WORK ITEM: Could you write out exactly the lines from the one that contains "For each instance of the concrete" through the last line of the listing below, both included and nothing more?

▽

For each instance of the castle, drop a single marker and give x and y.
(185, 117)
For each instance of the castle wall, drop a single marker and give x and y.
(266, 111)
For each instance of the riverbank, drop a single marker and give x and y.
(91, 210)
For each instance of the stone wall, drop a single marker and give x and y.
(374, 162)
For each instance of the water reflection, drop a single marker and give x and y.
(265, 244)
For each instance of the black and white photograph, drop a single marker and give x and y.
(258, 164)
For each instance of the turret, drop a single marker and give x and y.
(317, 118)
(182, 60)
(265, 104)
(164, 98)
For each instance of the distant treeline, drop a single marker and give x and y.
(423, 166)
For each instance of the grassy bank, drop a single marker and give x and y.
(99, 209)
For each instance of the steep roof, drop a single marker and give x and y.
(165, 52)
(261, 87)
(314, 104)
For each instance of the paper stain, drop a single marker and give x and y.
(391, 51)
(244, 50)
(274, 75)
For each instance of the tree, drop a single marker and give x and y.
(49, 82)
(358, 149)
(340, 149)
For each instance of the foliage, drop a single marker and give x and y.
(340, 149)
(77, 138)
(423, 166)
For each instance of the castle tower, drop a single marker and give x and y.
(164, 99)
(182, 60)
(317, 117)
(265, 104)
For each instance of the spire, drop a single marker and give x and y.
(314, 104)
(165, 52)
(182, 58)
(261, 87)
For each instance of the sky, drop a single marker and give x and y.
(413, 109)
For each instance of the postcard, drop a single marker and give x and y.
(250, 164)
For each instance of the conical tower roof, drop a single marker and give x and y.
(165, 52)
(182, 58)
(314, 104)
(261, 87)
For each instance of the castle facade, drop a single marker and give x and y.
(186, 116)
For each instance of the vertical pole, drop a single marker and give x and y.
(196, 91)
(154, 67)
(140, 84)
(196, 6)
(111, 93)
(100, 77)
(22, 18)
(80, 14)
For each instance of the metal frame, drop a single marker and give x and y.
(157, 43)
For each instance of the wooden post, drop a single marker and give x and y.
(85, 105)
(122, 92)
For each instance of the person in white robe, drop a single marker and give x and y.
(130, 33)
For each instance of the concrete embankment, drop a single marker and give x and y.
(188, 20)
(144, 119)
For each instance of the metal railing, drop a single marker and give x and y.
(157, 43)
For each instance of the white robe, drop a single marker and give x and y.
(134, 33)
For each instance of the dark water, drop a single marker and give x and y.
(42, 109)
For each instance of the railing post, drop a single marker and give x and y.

△

OUTPUT BELOW:
For each instance of the concrete embankment, drop a single marker and give x and y.
(188, 20)
(144, 119)
For each instance of the metal railing, drop a single marker and give x and y.
(157, 43)
For each instance of the white robe, drop a single marker and give x and y.
(134, 33)
For each instance of the dark water, drop a single marker and give x and y.
(42, 109)
For each instance of the railing post, drop a single marker and give x and y.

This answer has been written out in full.